RECORDS SUPPLIED:
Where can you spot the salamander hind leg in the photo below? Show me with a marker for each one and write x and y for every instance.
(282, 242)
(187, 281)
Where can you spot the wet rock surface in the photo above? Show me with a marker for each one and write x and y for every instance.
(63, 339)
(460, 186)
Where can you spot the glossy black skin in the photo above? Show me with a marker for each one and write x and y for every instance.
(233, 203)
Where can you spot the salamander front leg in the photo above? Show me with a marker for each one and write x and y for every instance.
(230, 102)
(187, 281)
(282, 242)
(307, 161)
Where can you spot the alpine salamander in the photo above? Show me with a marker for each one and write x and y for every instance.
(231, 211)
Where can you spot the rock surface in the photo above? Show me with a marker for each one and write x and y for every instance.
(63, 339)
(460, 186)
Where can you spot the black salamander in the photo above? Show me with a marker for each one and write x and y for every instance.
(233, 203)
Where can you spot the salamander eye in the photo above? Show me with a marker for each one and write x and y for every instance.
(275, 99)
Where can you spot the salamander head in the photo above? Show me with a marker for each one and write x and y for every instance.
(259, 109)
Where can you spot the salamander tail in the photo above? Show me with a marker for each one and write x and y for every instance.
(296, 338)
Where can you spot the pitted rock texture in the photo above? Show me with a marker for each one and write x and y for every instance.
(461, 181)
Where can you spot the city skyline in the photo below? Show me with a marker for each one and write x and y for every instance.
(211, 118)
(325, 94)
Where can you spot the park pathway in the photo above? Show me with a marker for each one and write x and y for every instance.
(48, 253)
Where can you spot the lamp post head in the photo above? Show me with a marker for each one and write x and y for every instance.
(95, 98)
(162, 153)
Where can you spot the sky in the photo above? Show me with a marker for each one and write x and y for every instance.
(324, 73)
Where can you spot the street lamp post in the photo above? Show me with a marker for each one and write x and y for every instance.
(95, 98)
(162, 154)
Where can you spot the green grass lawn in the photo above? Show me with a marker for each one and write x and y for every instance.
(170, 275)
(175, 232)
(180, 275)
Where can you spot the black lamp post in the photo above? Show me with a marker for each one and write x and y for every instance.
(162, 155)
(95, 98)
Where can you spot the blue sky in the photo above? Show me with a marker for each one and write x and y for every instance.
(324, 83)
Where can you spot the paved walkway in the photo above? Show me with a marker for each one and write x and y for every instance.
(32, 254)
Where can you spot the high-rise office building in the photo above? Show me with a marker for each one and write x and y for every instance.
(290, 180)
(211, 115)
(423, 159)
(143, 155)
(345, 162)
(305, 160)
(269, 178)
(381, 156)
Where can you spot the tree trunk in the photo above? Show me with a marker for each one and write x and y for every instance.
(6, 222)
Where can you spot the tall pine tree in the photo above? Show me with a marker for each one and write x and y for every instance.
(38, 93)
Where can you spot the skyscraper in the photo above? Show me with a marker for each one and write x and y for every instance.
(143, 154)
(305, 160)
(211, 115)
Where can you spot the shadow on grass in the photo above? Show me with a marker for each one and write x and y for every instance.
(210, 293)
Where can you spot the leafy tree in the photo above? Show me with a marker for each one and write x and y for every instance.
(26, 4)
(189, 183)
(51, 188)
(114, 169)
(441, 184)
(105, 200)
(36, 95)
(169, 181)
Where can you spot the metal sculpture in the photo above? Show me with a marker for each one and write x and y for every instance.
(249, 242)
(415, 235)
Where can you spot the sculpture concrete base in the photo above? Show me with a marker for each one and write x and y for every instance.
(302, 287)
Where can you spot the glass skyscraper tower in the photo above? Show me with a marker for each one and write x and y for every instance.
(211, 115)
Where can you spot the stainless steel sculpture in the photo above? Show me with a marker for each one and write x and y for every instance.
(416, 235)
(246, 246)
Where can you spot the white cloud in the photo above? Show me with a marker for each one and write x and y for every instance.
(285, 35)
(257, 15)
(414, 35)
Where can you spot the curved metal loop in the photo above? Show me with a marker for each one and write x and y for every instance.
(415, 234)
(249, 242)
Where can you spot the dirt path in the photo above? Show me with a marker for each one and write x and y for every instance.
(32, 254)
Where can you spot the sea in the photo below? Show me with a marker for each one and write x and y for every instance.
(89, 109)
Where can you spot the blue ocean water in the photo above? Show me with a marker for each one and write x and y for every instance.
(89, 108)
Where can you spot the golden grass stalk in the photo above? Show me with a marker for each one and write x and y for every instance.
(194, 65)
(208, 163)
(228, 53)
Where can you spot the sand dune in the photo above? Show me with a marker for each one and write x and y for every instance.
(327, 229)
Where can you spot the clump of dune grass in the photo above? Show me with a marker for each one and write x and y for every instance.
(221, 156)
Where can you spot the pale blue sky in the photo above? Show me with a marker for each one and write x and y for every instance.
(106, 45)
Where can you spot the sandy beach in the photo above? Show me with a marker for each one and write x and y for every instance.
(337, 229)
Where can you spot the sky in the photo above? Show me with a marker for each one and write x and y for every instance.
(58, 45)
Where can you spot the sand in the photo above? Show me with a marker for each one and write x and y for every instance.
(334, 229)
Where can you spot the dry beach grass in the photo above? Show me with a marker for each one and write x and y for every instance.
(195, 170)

TASK DIRECTIONS: Take the material above and return all of it exactly.

OUTPUT OF THE TASK:
Where can you spot the salamander hind leg in the photo below? Show me with a marker for each one and write x and y for every instance.
(282, 242)
(187, 281)
Where can you spot the wet rock surface in the photo above? Show me with a marker for each one and write x and y for every instance.
(63, 339)
(460, 186)
Where can you spot the glossy black skin in the photo above? Show me with a marker for each one and write x and y for every instance.
(233, 203)
Where can you spot the salamander front leg in the photo above? Show me with a marker for each one and write x and y for every instance.
(230, 102)
(187, 281)
(282, 242)
(307, 161)
Where can you spot the alpine salamander in the photo above? Show me with a marker for each one and write x and y for every instance.
(231, 211)
Where can you spot the rock surface in the photo above? Show me with a marker for each one and write x and y for every instance.
(63, 339)
(460, 186)
Where can you spot the black salamander in the photo above? Show me with a marker for each one and write x and y for every instance.
(233, 203)
Where can you spot the salamander eye in the photo above? Show me with a marker for each one and write x and y for every instance.
(275, 99)
Where can you spot the salamander head in the photo above? Show me with a marker for each one and write x and y for every instance.
(259, 109)
Where can you spot the salamander tail in the photo above? Show me with a marker for each one and write x and y for every instance.
(296, 338)
Where can you spot the pitted rock texture in the photo above? Show me with a marker for each one and write x and y for every instance.
(461, 181)
Where can you spot the city skyline in the photo below? Show me with a marker for each one and write x and y for every instance.
(211, 118)
(325, 94)
Where can you spot the park pathway in the photo above? Show me with a marker for each one and write x and y for every instance.
(48, 253)
Where can you spot the lamp post head in the photo above? Show me with a marker for each one and write x and y for every instance.
(95, 98)
(162, 153)
Where can you spot the sky in the photo above? Show me with a marker for each one and write x and y for every instance.
(324, 73)
Where can you spot the street lamp post in the photo above? Show me with a marker for each one and write x and y for every instance.
(95, 98)
(162, 154)
Where can you spot the green grass lawn in the photo above? Show me with a marker for each one and write x and y for every instance.
(170, 275)
(175, 232)
(180, 275)
Where can you spot the black lamp post in the photo above? Show me with a marker for each one and write x and y for every instance.
(162, 155)
(95, 98)
Where can you spot the blue sky in the photo above? Show me with a marker for each one and write x and y for every instance.
(324, 83)
Where can you spot the paved walkway in the photo above? Show me with a marker for each one and write x and y for every instance.
(32, 254)
Where can you spot the high-rise office building in the photo above? Show me with a marker for each one and write x and y for every instance.
(290, 180)
(211, 115)
(423, 159)
(143, 155)
(345, 162)
(305, 160)
(269, 178)
(381, 156)
Where can you spot the tree trunk in the photo above? Show me with a marker for each one and write x and y for every instance.
(6, 222)
Where can you spot the tall pine tree in the photo above? Show me with a marker for each one and write x and y for every instance.
(38, 93)
Where can you spot the skyscraper in the photo above? Show me with a marker for each one and write x and y for every instance.
(143, 154)
(305, 160)
(211, 115)
Where can you spot the shadow on grass in the photo above? Show me with a marker for each one and write x and y for every instance.
(210, 293)
Where can you spot the leafy tree in the photo above? Show me with a marker for each one and write x and y for every instance.
(26, 4)
(189, 183)
(51, 188)
(114, 169)
(441, 184)
(105, 200)
(36, 95)
(169, 181)
Where can you spot the metal sculpture in the photo above? Show me with a marker for each one and write x and y for every instance.
(249, 242)
(415, 235)
Where can you spot the sculpture concrete base in the photo above? Show me with a marker for each one and write x and y for every instance.
(302, 287)
Where can you spot the glass skyscraper tower in the photo above? Show me with a marker for each one and write x and y for every instance.
(211, 115)
Where can you spot the stainless steel sculpture in the photo above? Show me with a marker for each one and write x and y for every instance.
(416, 235)
(246, 246)
Where can you spot the white cloud in the photo above? Show me with a marker for each one and write x and y for every instance.
(285, 35)
(257, 15)
(414, 35)
Where can you spot the curved metal loop in the photo above? Show me with a marker for each one and write x and y for every instance.
(415, 234)
(249, 242)
Where can you spot the dirt path in the photo above? Show me with a marker for each one and write x and y for every instance.
(32, 254)
Where can you spot the sea in the photo below? Show me with a marker for each one and write x and y for every instance.
(89, 109)
Where can you spot the blue ocean water in the photo above? Show me with a marker for each one and write x and y for every instance.
(89, 108)
Where can you spot the golden grass stalk in the photo above? Show me with a marker for each one and write x and y for every instance.
(194, 65)
(208, 163)
(228, 53)
Where can you spot the sand dune in the photo above? Show me with a marker for each one and write x and y for every instance.
(327, 229)
Where can you spot the clump of dune grass in the photo above? Show me with a marker for each one and write x and y for every instance.
(221, 156)
Where can you spot the pale blue sky in the photo above? Show me with a marker for each one and write x and y for every instance.
(106, 45)
Where can you spot the sandy beach in the photo above? Show me with a marker for each one and write x and y for every instance.
(337, 229)
Where can you spot the sky in the photo above? Show me with a marker for each one and write x and y for every instance.
(58, 45)
Where can you spot the sand in the photo above? Show me with a marker for each one and write x and y for every instance.
(334, 229)
Where can you spot the dry beach grass in the photo above? Show me with a marker for each one and write x and y for every instance.
(195, 170)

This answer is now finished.